- What the task asks
Reproduce the lung fibrosis passage word for word from "Further analysis revealed" to "development (Figure S1E).".

- Exercise passage
We identified differences in interaction frequency between specific chromosome loci, as evidenced by color changes in the heatmap from blue in the control group to light red in the fibrosis group, indicating closer proximity and stronger interactions between these loci in the fibrosis group (Fig. 2C). Notably, the intra-chromosomal interaction matrices displayed a clear shift in interaction patterns, particularly evident in chromosome 9, demonstrating that BLM treatment can indeed alter chromatin compartmentalization (Fig. 2C).
The analysis of interaction matrices at a genome-wide level, contrasting the PBS and BLM groups, revealed a spectrum of changes in the interactions and compartmentalization of chromosomes. To gain further insights into the compartment switching associated with BLM-induced fibrosis, we classified the genome into A and B compartments at 40-kb and 80-kb resolutions. Principal component analysis (PCA) revealed distinct differences in eigenvalues between control and fibrosis groups, with samples clustering into two separate groups (Figure S1C). A total of 305 genomic regions were identified that switched from A compartments in the control samples to B compartments in the fibrosis samples, with chromosome 15 showing the highest number of these transitions (Fig. 2D, E). Conversely, 264 genomic regions exhibited the opposite switch from B compartments in the PBS group to A compartments in the BLM group, with the highest number of switches occurring on chromosome 6 (Fig. 2D, F). We also identified 10 contiguous genomic regions that switched from A compartments to B compartments and 5 contiguous regions that switched from B compartments to A compartments (Fig. 2G, H).
Further analysis revealed that 172 genes (133 protein-coding genes) transitioned from A compartments to B compartments, while 196 genes (154 protein-coding genes) transitioned from B compartments to A compartments during BLM-induced lung fibrosis (Figure S1D). Genes transitioning from B to A compartments were enriched in pathways related to stimulus response, signal transduction, amino sugar metabolism, immune system processes, and biological regulation (Figure S1E). Conversely, genes transitioning from A to B compartments were enriched in pathways related to cell adhesion and junctions, development and morphogenesis, signaling and regulation, cell regulation and differentiation, and vasculature development (Figure S1E).

- Study material
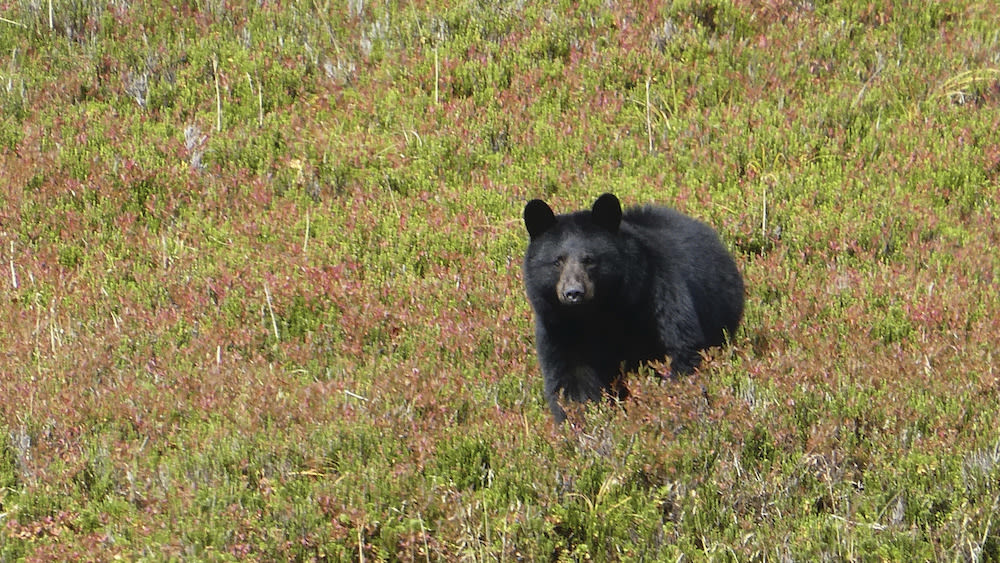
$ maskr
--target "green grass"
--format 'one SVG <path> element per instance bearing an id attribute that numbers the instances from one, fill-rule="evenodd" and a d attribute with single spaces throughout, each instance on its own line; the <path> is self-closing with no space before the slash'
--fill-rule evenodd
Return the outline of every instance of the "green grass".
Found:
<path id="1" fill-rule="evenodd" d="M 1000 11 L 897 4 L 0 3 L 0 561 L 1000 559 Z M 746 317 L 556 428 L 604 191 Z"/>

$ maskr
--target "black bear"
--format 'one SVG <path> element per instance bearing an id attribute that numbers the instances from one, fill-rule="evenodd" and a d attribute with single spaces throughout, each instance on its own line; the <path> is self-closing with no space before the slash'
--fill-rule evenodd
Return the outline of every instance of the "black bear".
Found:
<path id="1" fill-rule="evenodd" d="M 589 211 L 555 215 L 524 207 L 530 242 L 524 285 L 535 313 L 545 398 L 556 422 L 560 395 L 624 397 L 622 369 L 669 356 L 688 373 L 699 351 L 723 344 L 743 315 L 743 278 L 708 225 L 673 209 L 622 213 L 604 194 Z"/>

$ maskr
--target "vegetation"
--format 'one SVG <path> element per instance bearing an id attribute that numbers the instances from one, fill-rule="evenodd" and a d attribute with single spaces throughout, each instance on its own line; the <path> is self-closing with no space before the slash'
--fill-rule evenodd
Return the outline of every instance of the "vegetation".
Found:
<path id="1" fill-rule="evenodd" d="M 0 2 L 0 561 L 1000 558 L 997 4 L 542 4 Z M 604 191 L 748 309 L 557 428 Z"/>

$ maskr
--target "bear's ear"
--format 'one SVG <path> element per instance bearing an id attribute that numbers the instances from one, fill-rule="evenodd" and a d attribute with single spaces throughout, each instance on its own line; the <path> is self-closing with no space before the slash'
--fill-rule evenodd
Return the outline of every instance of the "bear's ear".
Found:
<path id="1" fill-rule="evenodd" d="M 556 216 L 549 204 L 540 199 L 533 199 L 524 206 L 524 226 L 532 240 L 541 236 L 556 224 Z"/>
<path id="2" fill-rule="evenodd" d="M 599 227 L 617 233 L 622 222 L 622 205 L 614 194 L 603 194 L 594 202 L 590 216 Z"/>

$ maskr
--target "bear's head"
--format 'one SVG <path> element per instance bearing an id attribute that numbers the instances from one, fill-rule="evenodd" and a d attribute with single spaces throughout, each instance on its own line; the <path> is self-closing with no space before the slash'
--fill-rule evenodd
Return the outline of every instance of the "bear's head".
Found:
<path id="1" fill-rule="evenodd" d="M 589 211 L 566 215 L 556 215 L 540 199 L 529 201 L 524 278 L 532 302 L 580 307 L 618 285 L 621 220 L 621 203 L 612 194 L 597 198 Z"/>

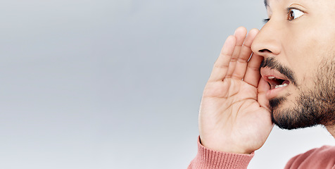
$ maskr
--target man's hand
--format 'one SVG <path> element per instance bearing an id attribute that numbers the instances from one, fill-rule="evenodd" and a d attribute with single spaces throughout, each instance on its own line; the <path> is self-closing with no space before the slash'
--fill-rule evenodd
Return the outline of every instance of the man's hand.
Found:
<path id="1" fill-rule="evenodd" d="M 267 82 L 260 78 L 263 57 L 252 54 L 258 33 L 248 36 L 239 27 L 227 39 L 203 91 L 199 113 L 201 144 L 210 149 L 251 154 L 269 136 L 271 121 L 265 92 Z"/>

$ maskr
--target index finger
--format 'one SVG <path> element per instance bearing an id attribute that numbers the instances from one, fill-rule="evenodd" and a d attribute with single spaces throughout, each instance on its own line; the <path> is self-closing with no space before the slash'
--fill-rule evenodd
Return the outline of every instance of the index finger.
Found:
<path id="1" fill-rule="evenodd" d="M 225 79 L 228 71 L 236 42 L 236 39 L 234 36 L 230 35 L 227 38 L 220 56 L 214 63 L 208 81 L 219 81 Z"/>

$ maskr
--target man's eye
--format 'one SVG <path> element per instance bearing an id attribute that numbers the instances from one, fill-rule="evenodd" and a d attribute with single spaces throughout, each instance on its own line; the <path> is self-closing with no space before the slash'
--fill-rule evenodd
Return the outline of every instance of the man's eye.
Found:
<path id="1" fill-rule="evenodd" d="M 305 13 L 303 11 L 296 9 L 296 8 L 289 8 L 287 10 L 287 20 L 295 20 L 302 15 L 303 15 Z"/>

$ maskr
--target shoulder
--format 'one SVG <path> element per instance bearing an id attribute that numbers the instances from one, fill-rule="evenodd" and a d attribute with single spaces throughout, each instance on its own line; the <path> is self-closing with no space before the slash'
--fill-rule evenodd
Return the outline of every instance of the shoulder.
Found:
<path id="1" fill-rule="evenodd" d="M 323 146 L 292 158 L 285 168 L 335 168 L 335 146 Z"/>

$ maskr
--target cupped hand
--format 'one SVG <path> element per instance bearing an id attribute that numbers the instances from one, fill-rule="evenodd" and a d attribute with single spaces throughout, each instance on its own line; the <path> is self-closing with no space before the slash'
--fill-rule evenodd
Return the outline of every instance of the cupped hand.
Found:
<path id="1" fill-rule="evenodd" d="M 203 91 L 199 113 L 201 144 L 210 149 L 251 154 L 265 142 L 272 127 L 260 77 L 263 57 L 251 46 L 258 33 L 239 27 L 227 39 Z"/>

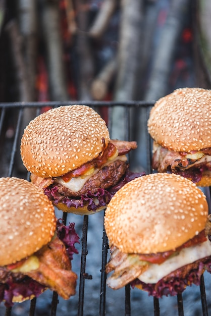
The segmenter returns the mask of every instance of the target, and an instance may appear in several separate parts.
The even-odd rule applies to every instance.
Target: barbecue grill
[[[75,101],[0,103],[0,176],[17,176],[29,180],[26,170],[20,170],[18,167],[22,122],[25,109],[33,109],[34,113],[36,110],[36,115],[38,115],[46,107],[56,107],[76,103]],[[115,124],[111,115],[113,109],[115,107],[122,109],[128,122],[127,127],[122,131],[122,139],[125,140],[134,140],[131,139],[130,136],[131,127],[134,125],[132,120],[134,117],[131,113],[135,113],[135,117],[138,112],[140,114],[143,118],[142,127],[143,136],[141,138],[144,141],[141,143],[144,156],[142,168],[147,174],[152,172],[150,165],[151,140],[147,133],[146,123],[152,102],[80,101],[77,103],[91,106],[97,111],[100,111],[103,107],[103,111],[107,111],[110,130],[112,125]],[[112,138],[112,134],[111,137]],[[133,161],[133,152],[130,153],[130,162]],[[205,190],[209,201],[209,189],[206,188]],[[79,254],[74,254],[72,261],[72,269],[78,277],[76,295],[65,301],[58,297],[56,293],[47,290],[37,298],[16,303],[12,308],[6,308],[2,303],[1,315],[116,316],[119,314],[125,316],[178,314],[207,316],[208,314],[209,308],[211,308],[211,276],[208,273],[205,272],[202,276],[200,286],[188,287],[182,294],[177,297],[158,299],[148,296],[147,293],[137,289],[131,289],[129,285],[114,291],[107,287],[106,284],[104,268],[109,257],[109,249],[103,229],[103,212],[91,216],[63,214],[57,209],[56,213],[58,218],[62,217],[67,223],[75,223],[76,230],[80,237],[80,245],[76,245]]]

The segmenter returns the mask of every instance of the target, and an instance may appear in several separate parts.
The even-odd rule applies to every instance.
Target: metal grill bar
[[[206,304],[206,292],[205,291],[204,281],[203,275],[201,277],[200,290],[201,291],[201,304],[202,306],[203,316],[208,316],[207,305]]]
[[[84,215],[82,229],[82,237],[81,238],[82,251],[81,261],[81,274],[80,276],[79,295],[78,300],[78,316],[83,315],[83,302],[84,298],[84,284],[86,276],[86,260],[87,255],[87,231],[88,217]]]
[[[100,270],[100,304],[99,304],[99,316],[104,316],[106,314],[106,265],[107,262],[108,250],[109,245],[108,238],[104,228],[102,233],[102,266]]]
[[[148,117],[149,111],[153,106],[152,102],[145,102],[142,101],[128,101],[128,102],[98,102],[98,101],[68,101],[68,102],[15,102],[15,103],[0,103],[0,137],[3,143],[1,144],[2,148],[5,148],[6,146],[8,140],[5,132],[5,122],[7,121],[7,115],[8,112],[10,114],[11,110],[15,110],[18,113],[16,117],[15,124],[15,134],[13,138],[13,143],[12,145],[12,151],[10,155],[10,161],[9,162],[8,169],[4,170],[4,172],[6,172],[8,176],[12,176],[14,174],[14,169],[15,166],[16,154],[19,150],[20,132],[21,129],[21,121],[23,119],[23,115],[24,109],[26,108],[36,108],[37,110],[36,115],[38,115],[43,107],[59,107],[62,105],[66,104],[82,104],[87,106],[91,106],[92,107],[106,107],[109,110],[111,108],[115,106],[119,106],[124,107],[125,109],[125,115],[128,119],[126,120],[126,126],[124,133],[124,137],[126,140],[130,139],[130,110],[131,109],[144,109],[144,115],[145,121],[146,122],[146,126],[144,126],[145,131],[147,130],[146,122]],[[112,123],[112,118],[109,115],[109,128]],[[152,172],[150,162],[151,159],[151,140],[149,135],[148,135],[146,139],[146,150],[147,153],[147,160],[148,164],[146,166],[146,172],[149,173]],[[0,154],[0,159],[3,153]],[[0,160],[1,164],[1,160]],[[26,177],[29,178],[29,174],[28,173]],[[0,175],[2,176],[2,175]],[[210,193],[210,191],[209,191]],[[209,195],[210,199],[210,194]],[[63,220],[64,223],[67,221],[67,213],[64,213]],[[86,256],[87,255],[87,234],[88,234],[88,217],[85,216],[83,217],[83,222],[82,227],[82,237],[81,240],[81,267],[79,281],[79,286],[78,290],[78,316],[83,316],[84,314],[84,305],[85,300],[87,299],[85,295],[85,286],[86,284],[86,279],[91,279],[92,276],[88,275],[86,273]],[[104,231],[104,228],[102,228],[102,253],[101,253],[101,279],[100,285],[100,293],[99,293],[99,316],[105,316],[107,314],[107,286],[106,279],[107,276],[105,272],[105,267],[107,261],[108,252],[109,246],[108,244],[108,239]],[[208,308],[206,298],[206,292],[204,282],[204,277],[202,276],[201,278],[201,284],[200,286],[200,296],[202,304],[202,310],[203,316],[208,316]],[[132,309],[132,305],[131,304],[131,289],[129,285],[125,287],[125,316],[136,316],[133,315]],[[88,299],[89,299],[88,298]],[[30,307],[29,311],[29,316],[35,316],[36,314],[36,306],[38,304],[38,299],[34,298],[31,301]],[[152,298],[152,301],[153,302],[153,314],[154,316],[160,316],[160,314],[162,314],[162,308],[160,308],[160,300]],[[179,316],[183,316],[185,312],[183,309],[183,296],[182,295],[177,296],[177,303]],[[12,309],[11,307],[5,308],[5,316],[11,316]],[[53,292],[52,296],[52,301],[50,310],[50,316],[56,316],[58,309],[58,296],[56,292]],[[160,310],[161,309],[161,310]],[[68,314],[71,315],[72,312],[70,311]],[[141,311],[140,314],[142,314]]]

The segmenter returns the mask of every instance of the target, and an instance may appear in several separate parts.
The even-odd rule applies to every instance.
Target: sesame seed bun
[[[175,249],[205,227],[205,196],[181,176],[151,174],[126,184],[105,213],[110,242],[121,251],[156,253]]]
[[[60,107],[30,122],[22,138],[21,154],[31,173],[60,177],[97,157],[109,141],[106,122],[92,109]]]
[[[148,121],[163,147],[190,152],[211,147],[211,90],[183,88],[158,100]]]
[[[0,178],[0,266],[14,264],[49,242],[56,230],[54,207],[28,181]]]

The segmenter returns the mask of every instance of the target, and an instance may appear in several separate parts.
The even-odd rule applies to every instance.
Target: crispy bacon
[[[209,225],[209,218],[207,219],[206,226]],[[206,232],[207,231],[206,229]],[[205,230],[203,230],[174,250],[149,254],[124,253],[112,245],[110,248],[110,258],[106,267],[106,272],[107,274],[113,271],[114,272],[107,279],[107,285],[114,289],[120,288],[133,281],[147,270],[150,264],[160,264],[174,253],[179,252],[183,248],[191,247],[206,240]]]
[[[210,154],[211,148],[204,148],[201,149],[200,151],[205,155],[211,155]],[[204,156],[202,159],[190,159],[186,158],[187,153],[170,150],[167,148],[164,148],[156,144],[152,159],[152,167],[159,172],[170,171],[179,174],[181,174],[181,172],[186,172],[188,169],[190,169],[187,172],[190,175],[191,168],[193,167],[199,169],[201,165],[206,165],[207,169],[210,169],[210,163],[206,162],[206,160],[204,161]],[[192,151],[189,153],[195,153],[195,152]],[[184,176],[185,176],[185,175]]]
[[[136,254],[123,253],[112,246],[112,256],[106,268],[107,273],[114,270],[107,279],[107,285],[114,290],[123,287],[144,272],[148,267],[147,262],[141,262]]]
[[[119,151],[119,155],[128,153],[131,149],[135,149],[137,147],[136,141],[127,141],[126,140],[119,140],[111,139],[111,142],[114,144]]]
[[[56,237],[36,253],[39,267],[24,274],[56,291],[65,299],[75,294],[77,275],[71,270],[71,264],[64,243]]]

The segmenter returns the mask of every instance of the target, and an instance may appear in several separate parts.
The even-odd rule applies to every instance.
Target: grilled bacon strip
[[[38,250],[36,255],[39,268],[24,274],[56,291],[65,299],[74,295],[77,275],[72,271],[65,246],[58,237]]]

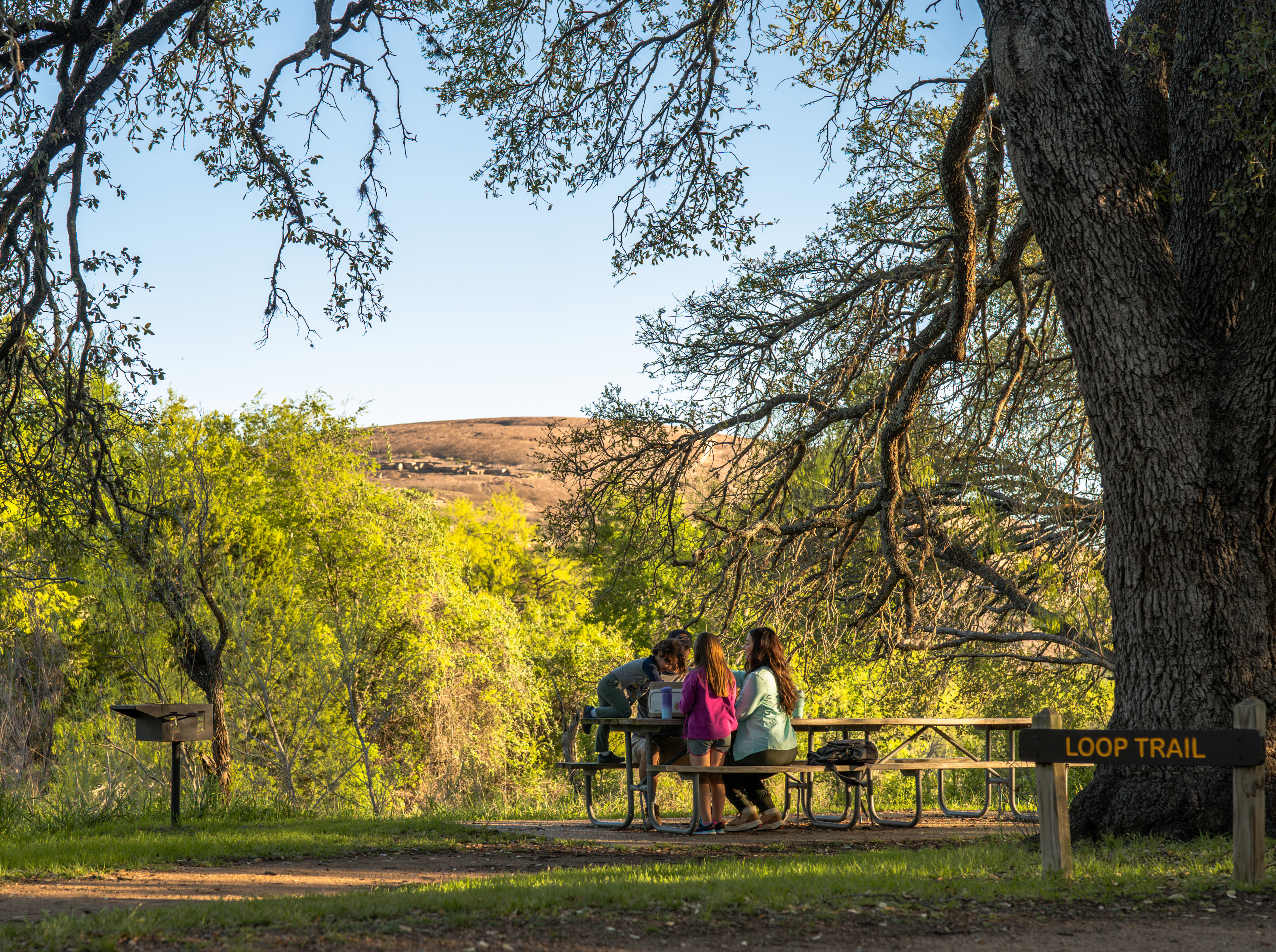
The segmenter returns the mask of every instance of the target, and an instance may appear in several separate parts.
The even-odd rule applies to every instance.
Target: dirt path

- Answer below
Further analysis revealed that 172 genes (133 protein-coding genes) transitioned from A compartments to B compartments, while 196 genes (154 protein-coding genes) transitioned from B compartments to A compartments during BLM-induced lung fibrosis (Figure S1D). Genes transitioning from B to A compartments were enriched in pathways related to stimulus response, signal transduction, amino sugar metabolism, immune system processes, and biological regulation (Figure S1E). Conversely, genes transitioning from A to B compartments were enriched in pathways related to cell adhesion and junctions, development and morphogenesis, signaling and regulation, cell regulation and differentiation, and vasculature development (Figure S1E).